EXERCISE PASSAGE:
◇ ◇ ◇
When I was drinking I wanted to have exciting experiences but I was lazy and unimaginative, expecting the mere act of getting messed up to be enough to make something happen. For every time I made a new friend and ended up back at their house trying on their dresses, while discussing our favourite writers, there would be more occasions when I’d find myself
alone and stumbling at three a.m., without my jacket, trying to find a night bus home.

I’m offered a lift home from the bonfire but decline: I’m talking to the sculptor. He touches my arm. The Pleiades are visible and I suggest we walk along the coast under the stars. Passing North Wick, I tell him about the selkies, how they are the souls of people who have drowned, condemned for ever to swim in the sea.

Back at Rose Cottage, I light the fire and we sit either side of it, talking about seaweed, families and art. I slip off my shoes and put my feet on the edge of his chair and, still talking and looking at me, he puts his hand on my ankle. My body soaks up this point of contact with relief and pleasure. Being touched soothes months of loneliness. I know suddenly, from this one touch, that sex is possible not only tonight but also in my future, although he’s leaving the island in the morning and returning to Scandinavia. Life is opening up and stretches ahead, sparkling with possibility. He’s stroking my other ankle and the conversation is faltering.
◇ ◇ ◇
PROVIDED MATERIAL:
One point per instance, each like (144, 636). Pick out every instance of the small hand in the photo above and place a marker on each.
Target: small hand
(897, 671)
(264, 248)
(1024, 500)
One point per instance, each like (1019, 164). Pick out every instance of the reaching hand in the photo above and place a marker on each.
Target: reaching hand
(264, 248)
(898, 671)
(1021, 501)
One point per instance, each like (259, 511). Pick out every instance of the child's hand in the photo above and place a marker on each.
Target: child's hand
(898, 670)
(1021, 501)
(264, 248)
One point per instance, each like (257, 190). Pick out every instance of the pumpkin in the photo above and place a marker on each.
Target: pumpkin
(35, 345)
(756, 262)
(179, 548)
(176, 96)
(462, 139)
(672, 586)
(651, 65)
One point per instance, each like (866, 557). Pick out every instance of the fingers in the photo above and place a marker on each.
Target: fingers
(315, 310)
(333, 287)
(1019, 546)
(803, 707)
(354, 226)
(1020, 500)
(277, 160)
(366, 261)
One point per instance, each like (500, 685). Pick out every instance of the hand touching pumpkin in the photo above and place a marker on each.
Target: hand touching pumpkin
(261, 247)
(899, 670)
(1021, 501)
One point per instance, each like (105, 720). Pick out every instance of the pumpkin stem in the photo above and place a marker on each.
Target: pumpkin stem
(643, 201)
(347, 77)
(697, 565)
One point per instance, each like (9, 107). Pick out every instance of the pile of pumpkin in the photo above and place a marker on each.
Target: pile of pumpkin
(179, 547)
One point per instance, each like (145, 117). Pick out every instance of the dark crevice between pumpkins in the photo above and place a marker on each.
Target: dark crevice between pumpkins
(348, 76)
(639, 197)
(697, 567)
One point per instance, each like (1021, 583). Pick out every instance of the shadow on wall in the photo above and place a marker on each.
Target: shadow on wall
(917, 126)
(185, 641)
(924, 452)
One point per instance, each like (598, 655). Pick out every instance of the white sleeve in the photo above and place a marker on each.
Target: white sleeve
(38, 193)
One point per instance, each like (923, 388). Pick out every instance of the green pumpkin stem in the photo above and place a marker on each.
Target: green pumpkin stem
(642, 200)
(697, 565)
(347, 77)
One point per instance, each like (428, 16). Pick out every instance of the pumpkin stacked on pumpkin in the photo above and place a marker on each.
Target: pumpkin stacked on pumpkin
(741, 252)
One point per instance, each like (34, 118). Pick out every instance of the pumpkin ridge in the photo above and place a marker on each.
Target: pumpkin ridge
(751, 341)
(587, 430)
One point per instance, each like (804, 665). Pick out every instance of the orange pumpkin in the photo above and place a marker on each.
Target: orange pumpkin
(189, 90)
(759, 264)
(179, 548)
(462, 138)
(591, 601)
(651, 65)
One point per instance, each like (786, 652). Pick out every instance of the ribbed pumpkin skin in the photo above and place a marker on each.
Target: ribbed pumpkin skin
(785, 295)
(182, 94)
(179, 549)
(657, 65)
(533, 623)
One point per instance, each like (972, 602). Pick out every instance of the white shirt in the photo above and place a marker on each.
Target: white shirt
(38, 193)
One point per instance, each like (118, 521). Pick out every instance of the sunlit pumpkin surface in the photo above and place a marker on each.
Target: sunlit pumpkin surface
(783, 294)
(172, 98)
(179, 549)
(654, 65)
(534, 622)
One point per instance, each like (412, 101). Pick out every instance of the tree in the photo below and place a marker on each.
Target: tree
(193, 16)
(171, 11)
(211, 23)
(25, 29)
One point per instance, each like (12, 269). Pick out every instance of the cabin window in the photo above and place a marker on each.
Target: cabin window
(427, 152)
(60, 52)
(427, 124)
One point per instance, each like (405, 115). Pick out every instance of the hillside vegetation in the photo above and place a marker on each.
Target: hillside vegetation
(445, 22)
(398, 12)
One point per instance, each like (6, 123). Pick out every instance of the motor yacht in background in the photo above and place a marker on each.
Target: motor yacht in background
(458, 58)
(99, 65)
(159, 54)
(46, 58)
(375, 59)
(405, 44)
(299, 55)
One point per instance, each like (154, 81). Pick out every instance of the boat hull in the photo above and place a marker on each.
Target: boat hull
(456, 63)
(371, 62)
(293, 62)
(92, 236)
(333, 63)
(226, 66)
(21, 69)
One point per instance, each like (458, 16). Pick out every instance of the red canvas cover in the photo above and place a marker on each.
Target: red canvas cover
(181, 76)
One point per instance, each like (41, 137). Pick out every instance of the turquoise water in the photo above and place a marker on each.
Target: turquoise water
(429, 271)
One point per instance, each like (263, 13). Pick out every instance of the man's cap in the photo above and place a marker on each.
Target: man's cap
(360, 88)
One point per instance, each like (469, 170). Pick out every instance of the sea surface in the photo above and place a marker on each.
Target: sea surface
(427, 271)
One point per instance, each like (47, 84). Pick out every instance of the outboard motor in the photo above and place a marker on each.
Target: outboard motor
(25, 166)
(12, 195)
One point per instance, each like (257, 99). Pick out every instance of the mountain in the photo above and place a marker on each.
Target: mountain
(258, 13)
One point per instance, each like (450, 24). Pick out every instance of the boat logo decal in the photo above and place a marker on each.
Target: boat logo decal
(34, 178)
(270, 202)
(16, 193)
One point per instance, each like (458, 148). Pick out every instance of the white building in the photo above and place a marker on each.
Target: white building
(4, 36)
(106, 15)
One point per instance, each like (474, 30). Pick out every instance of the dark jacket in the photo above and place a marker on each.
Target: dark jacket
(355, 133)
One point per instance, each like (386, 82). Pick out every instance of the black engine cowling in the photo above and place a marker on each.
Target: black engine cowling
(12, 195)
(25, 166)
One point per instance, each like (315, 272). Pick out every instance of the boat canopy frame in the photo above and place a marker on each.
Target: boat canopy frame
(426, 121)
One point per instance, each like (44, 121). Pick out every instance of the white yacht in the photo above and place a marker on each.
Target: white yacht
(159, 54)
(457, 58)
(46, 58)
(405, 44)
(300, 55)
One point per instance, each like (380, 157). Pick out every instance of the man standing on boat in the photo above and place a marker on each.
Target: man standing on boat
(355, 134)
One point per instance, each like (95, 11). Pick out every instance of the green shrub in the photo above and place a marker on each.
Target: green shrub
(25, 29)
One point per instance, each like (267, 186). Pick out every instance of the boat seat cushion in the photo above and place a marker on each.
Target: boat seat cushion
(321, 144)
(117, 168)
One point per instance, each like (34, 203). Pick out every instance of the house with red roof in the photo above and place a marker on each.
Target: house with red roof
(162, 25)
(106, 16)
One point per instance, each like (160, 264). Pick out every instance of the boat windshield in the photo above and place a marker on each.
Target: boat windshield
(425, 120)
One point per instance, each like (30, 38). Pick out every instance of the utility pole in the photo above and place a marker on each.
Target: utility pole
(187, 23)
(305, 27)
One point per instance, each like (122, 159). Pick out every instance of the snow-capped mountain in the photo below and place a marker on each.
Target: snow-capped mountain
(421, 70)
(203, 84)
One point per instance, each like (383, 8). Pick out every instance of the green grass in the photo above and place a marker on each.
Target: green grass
◇ ◇ ◇
WHAT IS BEING ASKED: List every proper name of a place or star group that appears in the bonfire passage. The lines after the text are not needed for this exercise.

TASK RESPONSE: the Pleiades, North Wick, Rose Cottage, Scandinavia